### Stated exercise
Repeat the records below exactly as they appear.

### Data listing
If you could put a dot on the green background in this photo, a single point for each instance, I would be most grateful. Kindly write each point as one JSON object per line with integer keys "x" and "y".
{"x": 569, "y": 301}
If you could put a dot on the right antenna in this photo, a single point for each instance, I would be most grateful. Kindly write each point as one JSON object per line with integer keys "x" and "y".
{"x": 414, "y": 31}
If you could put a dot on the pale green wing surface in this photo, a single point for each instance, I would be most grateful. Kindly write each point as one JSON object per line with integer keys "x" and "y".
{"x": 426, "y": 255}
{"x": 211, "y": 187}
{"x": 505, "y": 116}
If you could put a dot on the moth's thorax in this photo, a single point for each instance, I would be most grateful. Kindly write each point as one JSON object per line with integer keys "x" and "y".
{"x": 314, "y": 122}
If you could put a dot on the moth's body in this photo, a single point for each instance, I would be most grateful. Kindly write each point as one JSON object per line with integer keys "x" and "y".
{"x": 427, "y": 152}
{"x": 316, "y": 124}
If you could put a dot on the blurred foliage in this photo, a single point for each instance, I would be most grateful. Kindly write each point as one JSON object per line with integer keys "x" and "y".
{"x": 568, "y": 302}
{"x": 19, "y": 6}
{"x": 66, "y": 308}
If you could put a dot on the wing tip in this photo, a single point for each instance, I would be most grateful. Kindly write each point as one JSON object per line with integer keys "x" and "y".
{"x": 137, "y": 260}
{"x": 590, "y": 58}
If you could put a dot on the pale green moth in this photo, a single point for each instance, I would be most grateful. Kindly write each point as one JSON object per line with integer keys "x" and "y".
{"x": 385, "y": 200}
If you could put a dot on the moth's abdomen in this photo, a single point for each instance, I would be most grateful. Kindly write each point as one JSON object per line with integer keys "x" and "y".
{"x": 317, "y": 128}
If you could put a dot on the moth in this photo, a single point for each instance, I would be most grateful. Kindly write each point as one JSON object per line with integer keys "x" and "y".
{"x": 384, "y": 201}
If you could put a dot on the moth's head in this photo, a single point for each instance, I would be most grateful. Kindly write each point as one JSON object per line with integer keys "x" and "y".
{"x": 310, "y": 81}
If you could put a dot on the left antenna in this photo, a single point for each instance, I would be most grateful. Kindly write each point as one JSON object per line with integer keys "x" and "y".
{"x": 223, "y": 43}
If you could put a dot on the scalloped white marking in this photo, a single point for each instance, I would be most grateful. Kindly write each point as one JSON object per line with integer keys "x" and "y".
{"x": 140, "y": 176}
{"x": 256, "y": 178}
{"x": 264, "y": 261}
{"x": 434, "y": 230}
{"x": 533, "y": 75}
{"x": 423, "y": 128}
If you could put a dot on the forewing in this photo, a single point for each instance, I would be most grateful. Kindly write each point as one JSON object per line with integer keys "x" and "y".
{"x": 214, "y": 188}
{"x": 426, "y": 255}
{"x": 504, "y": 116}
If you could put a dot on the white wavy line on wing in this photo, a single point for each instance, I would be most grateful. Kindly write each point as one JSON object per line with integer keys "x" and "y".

### Answer for the task
If you could put a dot on the green background in this photo, a single point for each instance, I would be most grateful. Kindly write each point as one JSON object per line with integer keys "x" and "y".
{"x": 569, "y": 301}
If you could put a dot on the right antenna in this photo, a single point for each instance, I would be most grateful. Kindly write each point as one JSON object per line with integer keys "x" and "y".
{"x": 414, "y": 31}
If you could put a dot on the pale green wing surface in this photo, a single point for each instance, I would be most grateful. Kindly write each point as one JSON object per line with integer keys "x" and "y".
{"x": 426, "y": 255}
{"x": 211, "y": 187}
{"x": 505, "y": 116}
If you could put a dot on the moth's thorax in this photo, a single point for each instance, I would be most grateful. Kindly write each point as one JSON object per line with integer keys "x" and "y".
{"x": 314, "y": 122}
If you could put a dot on the moth's body in this photo, a single point for each instance, I would be most grateful. Kindly write each point as one JSON object per line with integer keys "x" and "y".
{"x": 427, "y": 152}
{"x": 316, "y": 124}
If you could put a dot on the blurred foliage in this photo, a single point for each instance, I would be most grateful. Kindly write each point as one JSON object per line with integer keys "x" and "y".
{"x": 568, "y": 302}
{"x": 19, "y": 6}
{"x": 66, "y": 308}
If you could put a dot on the wing tip in this photo, a single point for each instance, I would be most grateful. Kindly write each point as one JSON object per line with integer keys "x" and "y".
{"x": 137, "y": 260}
{"x": 590, "y": 58}
If you could put a dot on the pale green moth in this photo, a single point for each instance, I would be most grateful. Kindly write each point as one JSON object per line with integer keys "x" and "y".
{"x": 385, "y": 200}
If you could put a dot on the moth's abdomen in this photo, a single point for each instance, I would be most grateful. Kindly write each point as one JSON object per line with integer keys "x" and "y".
{"x": 317, "y": 128}
If you could put a dot on the moth in this photo, a single point for each instance, I would be most grateful. Kindly write each point as one JSON object per line with integer keys "x" and "y".
{"x": 384, "y": 201}
If you could put a dot on the moth's head in this photo, a single point for each instance, I would be most grateful. Kindly write each point as one JSON object per line with integer keys "x" and "y".
{"x": 310, "y": 81}
If you could put a dot on the left antenna in this photo, a single point for each instance, I would be most grateful. Kindly write each point as one JSON object per line with integer keys "x" and "y".
{"x": 223, "y": 43}
If you could put a dot on the scalloped white marking in this photo, a single point for each instance, I would be most grateful. Kindly write each point as one JSON object per line with integer keys "x" and "y".
{"x": 140, "y": 176}
{"x": 256, "y": 178}
{"x": 264, "y": 261}
{"x": 434, "y": 230}
{"x": 533, "y": 75}
{"x": 423, "y": 128}
If you could put a dot on the forewing in this photo, a single point for each instance, I would be most grateful. Kindly write each point as one JSON object per line with integer keys "x" and "y".
{"x": 214, "y": 188}
{"x": 426, "y": 255}
{"x": 504, "y": 116}
If you could put a dot on the white wavy line on wing in this photo, a single point for each instance, I would be most grateful. Kindly write each point as one JSON object per line with integer keys "x" and "y".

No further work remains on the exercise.